# [What is asked]
Locate each line in the rows below that contains the string "grass" and copy those lines out. Matching is case-sensitive.

# [Data to process]

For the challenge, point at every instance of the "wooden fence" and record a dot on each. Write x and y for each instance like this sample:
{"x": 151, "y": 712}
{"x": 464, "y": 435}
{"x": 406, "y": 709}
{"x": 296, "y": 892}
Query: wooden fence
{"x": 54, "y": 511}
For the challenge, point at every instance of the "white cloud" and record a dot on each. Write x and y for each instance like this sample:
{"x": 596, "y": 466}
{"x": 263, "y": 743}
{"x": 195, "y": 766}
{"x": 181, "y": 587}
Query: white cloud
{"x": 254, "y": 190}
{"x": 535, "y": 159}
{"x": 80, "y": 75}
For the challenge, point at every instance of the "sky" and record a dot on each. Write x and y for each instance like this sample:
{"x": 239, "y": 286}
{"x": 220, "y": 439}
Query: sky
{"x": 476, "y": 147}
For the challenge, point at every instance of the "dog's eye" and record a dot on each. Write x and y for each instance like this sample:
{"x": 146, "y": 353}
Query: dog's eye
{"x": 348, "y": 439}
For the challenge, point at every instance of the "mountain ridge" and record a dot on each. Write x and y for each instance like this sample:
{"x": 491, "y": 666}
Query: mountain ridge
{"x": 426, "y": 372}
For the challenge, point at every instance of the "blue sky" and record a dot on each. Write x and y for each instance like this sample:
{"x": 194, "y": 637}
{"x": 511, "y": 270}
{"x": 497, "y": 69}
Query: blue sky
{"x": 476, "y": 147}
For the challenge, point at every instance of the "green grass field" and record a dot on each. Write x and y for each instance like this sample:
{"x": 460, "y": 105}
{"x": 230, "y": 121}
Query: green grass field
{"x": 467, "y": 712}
---
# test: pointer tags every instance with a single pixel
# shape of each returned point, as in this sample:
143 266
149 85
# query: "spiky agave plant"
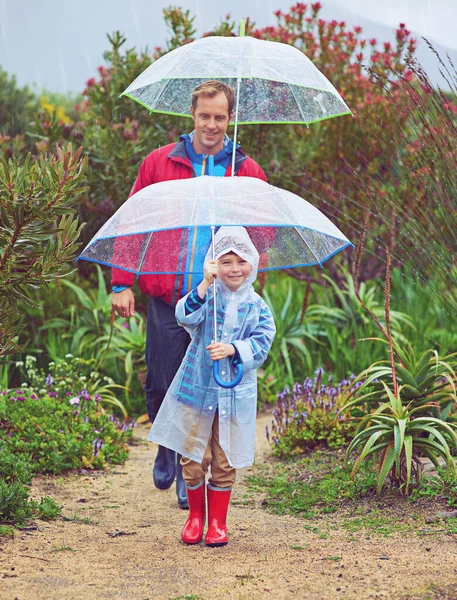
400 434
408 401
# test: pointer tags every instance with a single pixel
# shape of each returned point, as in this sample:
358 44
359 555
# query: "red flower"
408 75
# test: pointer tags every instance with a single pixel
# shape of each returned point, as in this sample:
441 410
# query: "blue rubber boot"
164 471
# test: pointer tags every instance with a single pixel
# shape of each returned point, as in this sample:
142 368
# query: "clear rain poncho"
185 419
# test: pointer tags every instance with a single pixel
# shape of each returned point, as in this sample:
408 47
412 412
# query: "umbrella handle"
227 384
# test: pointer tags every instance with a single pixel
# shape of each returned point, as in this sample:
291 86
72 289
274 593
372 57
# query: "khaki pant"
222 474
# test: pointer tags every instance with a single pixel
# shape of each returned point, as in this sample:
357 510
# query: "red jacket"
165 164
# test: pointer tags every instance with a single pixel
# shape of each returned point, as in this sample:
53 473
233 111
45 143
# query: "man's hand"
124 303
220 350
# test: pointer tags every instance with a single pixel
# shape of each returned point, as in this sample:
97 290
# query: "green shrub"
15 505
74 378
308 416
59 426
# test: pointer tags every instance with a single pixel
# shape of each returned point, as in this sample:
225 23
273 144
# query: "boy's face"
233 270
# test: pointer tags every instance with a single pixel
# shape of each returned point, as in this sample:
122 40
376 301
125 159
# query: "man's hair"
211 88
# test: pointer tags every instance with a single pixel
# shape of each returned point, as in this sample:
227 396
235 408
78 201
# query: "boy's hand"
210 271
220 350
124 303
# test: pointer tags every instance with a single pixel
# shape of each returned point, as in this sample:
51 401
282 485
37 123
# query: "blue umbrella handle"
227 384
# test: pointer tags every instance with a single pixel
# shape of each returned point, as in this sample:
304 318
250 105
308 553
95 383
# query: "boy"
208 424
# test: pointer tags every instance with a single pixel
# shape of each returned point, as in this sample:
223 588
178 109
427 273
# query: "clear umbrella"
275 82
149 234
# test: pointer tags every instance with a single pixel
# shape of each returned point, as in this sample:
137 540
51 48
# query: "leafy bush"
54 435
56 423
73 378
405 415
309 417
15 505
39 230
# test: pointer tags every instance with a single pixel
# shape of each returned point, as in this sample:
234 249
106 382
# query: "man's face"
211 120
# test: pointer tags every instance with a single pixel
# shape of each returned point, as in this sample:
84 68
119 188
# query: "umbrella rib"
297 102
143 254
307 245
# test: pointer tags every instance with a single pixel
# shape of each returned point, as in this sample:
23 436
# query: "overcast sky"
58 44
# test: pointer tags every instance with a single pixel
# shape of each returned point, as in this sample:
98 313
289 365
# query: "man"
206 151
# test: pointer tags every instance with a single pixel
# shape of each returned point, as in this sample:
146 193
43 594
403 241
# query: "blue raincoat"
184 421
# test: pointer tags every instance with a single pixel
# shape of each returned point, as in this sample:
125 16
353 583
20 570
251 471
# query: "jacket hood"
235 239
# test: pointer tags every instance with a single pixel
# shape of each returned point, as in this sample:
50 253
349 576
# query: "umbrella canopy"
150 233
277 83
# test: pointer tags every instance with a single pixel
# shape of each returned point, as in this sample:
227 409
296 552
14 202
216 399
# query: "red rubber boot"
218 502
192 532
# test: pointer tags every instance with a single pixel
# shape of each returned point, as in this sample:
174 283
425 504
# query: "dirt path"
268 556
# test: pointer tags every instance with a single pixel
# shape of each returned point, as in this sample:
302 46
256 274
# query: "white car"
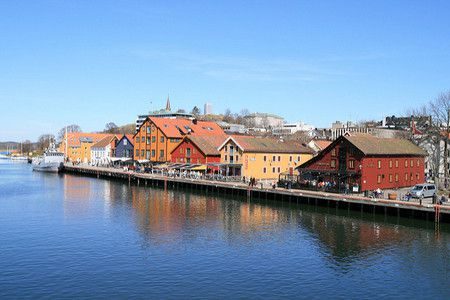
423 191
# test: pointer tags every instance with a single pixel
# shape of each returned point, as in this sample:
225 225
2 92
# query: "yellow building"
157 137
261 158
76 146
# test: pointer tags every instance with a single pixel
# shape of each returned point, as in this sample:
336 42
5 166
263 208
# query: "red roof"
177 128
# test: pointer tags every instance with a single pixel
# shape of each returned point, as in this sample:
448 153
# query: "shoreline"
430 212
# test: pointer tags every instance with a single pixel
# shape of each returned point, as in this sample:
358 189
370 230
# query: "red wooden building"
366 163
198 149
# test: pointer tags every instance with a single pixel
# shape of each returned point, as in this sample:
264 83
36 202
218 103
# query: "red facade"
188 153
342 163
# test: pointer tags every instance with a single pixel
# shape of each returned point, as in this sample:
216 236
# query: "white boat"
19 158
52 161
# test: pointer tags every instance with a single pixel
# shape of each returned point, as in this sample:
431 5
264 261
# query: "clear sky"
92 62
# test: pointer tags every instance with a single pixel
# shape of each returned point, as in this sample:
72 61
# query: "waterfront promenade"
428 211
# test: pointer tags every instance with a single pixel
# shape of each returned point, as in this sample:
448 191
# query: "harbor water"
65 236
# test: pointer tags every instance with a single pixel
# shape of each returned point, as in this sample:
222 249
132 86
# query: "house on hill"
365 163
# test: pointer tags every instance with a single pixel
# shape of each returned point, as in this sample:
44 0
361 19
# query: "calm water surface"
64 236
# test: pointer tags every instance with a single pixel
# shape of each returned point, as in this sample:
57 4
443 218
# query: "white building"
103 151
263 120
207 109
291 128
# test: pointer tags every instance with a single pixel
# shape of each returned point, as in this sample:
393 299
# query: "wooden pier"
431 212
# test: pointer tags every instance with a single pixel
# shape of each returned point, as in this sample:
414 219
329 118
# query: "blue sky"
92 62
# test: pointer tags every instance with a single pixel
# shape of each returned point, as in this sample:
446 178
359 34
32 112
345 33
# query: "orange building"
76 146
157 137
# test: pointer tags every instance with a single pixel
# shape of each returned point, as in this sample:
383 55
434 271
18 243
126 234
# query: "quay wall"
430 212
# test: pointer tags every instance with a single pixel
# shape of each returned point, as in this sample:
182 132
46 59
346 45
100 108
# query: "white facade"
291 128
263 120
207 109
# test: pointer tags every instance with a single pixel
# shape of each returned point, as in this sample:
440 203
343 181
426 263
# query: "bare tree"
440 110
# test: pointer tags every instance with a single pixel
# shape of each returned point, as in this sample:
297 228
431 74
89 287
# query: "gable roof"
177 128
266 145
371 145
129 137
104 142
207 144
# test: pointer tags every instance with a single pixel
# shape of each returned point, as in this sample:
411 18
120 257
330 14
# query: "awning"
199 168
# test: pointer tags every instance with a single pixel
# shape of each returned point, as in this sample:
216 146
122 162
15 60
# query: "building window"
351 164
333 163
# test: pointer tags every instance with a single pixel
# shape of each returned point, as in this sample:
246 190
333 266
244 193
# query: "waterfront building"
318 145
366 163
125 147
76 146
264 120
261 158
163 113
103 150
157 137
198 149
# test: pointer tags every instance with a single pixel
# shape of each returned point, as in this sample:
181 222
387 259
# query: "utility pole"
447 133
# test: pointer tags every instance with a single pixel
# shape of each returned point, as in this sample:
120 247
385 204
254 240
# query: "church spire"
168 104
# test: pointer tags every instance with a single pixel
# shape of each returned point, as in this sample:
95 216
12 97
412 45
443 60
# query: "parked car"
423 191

# [Solution to the problem]
For the challenge, point at every instance of the "green grass field" and record a dot on each. Write x and y for each instance like this sample:
Query: green grass field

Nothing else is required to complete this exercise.